**YOUR TASKS**:
a) According to the review, how far does Leo go in pursuit of the Book of Leaves?
b) Copy out the part of the review that begins with the words containing "The second series" and ends with "story-telling ever fresh.".

**DOCUMENT SEGMENT**:
------------------------

Elsewhere, the Florence strand looks set to be most intriguing with the unexpected rise of Vanessa and Nico to the ruling court (good work from both Hera Hilmar and Eros Vlahos), I was glad to see Ray Fearon’s mysterious Carlo de’ Medici return as there’s much to explore with him, and Lara Pulver’s Clarice is interestingly poised in her own journey – a beautifully written scene with Laura Haddock’s Lucrezia had an ominous quality which makes fear a little for both their safety – as the end approaches, those titular demons look to be getting more dangerous.

DVD Review: Da Vinci’s Demons Series 2

“This could be the gateway to extraordinary things”

The second series of Da Vinci’s Demons continues the historical fantasy in all its raucous, vaguely homo-erotic glory and feels like a stronger season for it. Having set up the busy world of Medici-ruled Florence and all its enemies, alongside Leonardo’s ongoing mystical quest at the behest of the Sons of Mithras, the show breathes a little here and has no compunction in scattering its main players on separate storylines, whilst folding in new ones to keep the story-telling ever fresh.

Most notably, Tom Riley’s captivating Leo hops on a ship with his pals and a guy called Amerigo Vespucci (Lee Boardman eventually getting to milk an excellent gag) to chase the Book of Leaves all the way to Peru and the depths of Machu Picchu. These South American scenes are just fantastic, magnificent to look at as our heroes take on the Incan Empire in all its gruesome feathered glory to uncover the mystery around Leo’s mother and the hidden power contained with the book.

------------------------

(Stored data entries)
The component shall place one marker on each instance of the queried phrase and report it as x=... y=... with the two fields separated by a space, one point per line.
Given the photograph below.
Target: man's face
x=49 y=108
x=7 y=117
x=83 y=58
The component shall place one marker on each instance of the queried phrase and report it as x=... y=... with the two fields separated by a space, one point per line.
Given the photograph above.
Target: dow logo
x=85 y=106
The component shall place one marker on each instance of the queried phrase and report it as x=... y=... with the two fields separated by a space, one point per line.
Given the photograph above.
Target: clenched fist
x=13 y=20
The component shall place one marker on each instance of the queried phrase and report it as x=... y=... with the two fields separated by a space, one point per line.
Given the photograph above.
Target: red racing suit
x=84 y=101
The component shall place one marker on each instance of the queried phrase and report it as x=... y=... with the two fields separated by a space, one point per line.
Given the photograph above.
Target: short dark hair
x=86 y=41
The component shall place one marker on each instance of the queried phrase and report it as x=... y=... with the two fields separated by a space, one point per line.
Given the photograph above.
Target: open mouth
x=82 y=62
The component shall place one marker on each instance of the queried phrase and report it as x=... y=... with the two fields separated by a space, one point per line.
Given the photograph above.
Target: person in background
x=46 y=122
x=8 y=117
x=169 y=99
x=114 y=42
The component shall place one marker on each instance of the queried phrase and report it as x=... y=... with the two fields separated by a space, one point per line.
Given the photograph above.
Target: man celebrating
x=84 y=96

------------------------

**TASK-BY-TASK RESULTS**:
a) All the way to Peru and the depths of Machu Picchu.

b)
The second series of Da Vinci’s Demons continues the historical fantasy in all its raucous, vaguely homo-erotic glory and feels like a stronger season for it. Having set up the busy world of Medici-ruled Florence and all its enemies, alongside Leonardo’s ongoing mystical quest at the behest of the Sons of Mithras, the show breathes a little here and has no compunction in scattering its main players on separate storylines, whilst folding in new ones to keep the story-telling ever fresh.